Aufgabe A:
Gegen welche beiden Gruppengegner müssen sich die Engländer laut dem Artikel über England bei der WM 2014 stärker auf den Gegner einstellen?

Seite:
___

Die Anti-Turniermannschaft: Wie stark ist England bei der WM 2014?
WM 2014 | Taktikanalyse 6.Juni.2014 Marcel Ludwig 0
Vom klassischen 4-4-2 hat man sich bei den Three Lions zwar verabschiedet, doch sind es wohl gerade neu erlernte Tugenden die für die WM wieder vergessen werden könnten.
Vom System ist zu erwarten, dass die Engländer mit einem breiten 4-2-3-1 mit zwei klassischen Flügelspielern oder einem gestaffelten 4-3-2-1 und zwei hängenden Spitzen agieren werden. Vor allem gegen stärkere Gegner könnte jedoch einer der drei Angreifer einem zweiten Sechser weichen müssen.
Aufgrund der starken Gruppengegner werden die Engländer wohl – nicht wie aus der WM-Quali gewohnt – den Fokus nur auf die eigenen Offensivbemühungen richten können, sondern sich gegen Italien und Uruguay auch stärker auf den Gegner einstellen müssen. Die tropischen Temperaturen in Brasilien dürften dem Offensivspiel der Three Lions einen neuen Anstrich verleihen. Das gewohnt schnelle Umschaltspiel und hohe Pressing dürfte nach Angaben des Trainers einer reiferen, abwartenderen Taktik zum Opfer fallen. Somit ist hier für die Engländer ungewöhnlich langer Ballbesitz im Zentrum und ein damit verbundener strukturierterer Spielaufbau zu erwarten. Im richtigen Moment den Schalter umlegen und dann eiskalt zuschlagen, kündigte Hodgson als Credo für die WM an. Überhaupt müsse man im Vergleich zu Spielen in Europa viel besser mit seinen Kräften haushalten. Mit Rooney und Sturridge verfügt man über Spieler, die jederzeit für einen Treffer gut sind.

___

Aufgabe B:
Gib an, in wie vielen der Zeilen unten das Wort "white" vorkommt. Nenne nur die Zahl.

Zeilen:
___

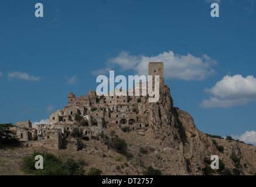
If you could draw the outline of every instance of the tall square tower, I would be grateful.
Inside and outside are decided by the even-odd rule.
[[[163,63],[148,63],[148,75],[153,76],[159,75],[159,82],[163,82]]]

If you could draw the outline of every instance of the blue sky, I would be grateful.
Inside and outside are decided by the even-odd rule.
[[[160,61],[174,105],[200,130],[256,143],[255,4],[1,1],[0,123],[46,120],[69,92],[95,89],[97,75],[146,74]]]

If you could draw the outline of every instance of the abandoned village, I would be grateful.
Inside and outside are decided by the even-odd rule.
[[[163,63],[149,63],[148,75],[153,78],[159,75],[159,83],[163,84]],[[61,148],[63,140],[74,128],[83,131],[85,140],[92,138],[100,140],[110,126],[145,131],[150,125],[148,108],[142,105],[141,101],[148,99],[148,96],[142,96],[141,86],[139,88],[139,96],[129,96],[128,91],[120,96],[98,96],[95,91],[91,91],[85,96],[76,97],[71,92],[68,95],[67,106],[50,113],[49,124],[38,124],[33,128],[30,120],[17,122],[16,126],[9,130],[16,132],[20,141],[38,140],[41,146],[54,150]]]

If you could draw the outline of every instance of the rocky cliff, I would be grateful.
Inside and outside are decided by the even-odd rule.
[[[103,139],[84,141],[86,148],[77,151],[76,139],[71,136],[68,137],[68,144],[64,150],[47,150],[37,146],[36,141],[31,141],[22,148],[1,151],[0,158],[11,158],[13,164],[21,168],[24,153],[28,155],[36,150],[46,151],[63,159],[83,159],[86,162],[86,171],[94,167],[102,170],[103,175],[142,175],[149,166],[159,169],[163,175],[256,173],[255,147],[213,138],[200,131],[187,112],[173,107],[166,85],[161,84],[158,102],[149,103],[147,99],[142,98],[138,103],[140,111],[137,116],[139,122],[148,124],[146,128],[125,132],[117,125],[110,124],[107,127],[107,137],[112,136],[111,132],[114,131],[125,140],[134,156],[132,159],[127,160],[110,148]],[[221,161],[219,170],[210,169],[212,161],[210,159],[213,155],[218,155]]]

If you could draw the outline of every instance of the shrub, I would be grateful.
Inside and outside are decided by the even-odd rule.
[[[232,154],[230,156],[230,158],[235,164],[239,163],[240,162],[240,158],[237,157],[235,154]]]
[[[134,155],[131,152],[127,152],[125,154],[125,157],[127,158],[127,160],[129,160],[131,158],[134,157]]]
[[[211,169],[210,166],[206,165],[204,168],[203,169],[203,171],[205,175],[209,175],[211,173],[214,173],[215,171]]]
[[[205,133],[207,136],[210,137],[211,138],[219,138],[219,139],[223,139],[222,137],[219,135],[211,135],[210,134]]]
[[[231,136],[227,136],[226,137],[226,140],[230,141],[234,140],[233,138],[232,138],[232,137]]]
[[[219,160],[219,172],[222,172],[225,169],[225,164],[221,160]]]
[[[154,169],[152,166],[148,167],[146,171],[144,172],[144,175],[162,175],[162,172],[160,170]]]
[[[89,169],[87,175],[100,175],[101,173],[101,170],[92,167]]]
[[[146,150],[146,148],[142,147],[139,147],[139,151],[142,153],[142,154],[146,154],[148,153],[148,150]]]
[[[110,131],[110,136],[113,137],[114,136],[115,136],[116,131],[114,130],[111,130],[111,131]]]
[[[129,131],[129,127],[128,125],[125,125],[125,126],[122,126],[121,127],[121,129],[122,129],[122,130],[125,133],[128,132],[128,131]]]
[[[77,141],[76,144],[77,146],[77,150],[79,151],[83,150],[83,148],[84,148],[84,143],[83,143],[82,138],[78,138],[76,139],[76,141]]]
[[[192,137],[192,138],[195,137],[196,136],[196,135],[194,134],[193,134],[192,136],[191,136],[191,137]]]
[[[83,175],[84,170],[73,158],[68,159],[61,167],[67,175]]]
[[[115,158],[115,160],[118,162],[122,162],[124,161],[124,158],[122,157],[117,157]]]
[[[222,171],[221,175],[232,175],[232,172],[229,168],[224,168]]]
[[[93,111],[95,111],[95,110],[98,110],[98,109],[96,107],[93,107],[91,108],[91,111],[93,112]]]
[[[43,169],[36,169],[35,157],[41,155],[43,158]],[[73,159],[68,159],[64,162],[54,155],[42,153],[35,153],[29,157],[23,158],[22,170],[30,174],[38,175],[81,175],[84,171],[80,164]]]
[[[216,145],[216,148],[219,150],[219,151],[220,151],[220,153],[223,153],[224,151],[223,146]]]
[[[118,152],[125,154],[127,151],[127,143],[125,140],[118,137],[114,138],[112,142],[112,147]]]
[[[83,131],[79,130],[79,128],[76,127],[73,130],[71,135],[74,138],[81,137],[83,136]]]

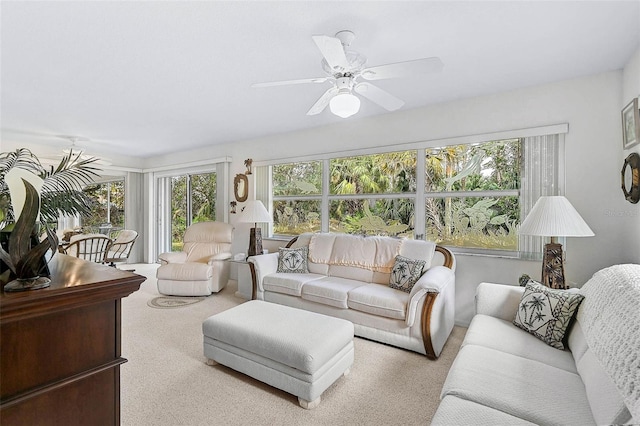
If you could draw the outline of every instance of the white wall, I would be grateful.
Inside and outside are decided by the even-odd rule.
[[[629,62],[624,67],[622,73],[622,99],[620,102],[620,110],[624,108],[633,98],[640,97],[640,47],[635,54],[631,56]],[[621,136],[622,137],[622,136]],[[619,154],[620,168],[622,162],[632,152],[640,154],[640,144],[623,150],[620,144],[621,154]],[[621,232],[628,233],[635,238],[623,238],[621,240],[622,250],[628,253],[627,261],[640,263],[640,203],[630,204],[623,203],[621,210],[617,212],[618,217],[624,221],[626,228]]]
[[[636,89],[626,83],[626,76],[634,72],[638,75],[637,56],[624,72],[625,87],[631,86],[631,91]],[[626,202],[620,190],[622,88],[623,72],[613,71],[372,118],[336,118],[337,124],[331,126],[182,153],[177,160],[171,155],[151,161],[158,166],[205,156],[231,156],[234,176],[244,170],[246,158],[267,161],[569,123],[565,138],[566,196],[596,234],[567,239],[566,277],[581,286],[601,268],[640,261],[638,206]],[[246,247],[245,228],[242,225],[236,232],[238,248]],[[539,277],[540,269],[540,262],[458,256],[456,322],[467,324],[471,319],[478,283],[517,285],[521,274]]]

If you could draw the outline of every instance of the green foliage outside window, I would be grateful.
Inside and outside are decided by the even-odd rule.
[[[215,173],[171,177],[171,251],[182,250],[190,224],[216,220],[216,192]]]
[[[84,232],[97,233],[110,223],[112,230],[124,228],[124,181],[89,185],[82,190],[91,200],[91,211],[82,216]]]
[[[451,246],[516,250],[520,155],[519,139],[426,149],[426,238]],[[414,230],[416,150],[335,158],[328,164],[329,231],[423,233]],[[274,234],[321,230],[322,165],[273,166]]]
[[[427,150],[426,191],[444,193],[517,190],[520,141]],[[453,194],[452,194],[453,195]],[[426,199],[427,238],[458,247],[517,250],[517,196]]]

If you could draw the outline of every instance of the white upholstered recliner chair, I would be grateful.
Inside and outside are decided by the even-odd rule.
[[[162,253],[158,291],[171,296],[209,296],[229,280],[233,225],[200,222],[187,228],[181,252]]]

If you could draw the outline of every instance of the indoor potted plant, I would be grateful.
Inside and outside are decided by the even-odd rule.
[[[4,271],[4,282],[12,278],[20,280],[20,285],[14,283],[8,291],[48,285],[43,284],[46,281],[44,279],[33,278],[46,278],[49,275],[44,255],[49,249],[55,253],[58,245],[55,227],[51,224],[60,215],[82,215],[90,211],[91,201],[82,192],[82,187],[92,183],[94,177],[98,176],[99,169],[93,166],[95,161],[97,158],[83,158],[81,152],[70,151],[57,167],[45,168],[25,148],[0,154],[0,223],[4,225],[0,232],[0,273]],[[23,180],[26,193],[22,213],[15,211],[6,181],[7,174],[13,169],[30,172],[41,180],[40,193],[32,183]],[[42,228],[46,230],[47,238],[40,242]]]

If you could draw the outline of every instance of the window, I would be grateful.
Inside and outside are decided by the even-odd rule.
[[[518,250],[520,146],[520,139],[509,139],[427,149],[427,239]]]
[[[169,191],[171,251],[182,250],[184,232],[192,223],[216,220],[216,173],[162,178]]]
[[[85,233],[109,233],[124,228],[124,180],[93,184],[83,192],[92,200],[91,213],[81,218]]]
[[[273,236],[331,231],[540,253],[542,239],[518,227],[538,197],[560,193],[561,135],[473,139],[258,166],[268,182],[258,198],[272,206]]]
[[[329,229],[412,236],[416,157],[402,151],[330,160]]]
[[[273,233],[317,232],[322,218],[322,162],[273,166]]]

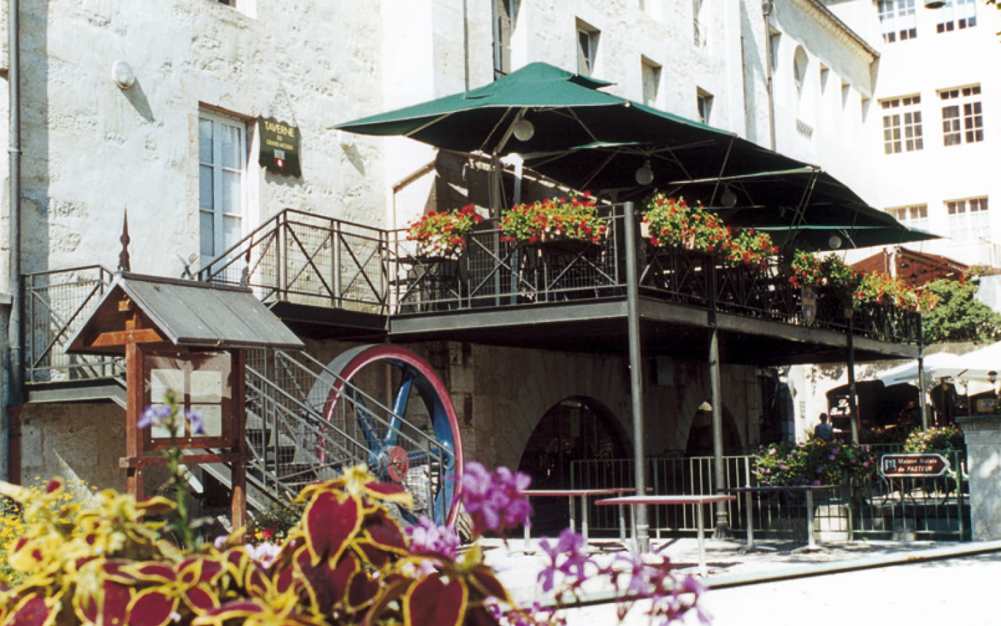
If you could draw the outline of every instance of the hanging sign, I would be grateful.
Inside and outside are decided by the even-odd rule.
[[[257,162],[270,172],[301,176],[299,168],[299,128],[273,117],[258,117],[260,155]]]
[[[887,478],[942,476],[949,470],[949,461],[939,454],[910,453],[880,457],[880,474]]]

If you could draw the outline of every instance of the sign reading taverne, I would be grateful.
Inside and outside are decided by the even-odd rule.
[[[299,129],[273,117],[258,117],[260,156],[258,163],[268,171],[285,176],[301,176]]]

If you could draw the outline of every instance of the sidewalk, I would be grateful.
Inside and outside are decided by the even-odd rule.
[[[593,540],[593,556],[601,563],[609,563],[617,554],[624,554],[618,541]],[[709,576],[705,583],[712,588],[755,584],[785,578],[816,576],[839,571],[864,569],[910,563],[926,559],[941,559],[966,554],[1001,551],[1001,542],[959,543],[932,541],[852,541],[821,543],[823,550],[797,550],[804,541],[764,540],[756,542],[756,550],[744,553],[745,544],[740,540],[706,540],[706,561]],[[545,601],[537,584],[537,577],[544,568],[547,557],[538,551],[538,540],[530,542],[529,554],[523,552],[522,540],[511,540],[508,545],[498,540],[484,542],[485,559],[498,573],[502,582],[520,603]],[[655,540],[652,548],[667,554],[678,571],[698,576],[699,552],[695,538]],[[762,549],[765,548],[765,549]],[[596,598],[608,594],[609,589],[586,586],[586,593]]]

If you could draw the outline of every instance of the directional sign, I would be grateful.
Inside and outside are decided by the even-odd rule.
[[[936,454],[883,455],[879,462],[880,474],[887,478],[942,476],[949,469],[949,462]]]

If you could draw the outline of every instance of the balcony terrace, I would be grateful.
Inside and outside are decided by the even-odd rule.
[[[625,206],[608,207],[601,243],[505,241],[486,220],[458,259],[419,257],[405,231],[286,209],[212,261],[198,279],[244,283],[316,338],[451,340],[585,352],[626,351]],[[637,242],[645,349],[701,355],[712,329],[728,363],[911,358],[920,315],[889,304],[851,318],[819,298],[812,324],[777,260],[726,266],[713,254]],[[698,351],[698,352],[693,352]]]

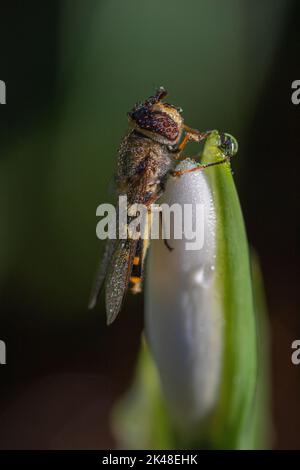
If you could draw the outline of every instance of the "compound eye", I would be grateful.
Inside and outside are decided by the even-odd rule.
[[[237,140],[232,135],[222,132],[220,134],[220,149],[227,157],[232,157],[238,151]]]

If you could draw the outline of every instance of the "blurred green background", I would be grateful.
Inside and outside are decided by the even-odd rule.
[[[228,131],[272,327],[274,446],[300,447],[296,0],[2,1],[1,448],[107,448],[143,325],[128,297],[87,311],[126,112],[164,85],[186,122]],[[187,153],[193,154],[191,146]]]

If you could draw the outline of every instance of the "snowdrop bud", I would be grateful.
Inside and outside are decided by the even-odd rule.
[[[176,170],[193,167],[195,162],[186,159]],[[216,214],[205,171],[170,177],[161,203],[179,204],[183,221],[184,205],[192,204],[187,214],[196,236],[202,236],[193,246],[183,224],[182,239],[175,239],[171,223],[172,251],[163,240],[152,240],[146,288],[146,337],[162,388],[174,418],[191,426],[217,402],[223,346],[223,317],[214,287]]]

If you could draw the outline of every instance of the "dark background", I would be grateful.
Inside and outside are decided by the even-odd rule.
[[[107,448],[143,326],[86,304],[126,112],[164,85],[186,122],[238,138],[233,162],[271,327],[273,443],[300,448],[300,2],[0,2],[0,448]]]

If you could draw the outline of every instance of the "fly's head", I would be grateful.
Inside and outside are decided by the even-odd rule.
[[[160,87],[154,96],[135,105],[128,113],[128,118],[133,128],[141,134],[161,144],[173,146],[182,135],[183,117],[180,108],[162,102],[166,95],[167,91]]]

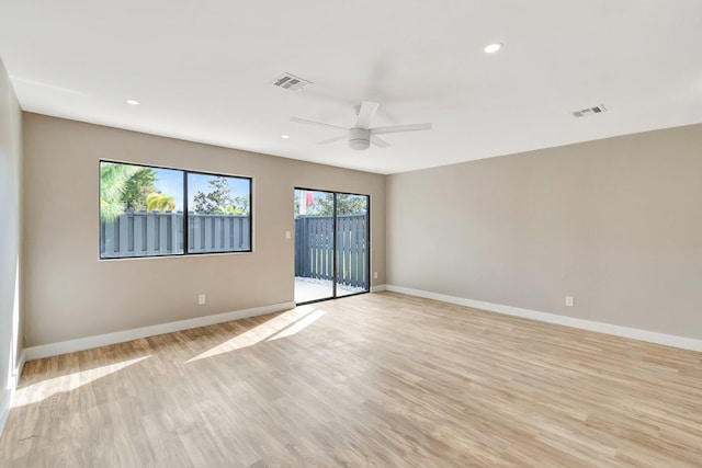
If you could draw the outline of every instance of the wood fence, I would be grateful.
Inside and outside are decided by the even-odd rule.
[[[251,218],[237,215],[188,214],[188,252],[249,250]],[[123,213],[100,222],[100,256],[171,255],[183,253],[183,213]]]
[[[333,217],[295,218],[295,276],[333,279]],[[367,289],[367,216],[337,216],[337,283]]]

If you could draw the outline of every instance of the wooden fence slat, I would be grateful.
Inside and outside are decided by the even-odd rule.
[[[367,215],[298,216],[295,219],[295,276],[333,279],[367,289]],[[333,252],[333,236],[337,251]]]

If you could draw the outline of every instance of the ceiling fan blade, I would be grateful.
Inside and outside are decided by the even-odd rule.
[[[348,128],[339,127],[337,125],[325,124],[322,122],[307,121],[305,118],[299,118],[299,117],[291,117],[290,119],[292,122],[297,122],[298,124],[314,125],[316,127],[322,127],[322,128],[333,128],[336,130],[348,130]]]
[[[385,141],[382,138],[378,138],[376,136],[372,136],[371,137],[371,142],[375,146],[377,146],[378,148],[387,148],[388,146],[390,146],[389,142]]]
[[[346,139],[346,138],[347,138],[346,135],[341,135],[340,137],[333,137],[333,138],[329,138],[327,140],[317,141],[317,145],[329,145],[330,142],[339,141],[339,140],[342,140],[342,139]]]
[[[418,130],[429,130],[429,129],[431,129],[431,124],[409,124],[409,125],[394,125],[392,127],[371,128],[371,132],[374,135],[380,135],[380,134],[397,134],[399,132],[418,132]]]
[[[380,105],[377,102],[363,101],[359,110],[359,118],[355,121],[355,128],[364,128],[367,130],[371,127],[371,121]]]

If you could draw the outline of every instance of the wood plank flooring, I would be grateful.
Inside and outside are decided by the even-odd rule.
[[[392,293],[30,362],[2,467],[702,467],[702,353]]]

___

Ergebnis A:
Gegen Italien und Uruguay.

Ergebnis B:
2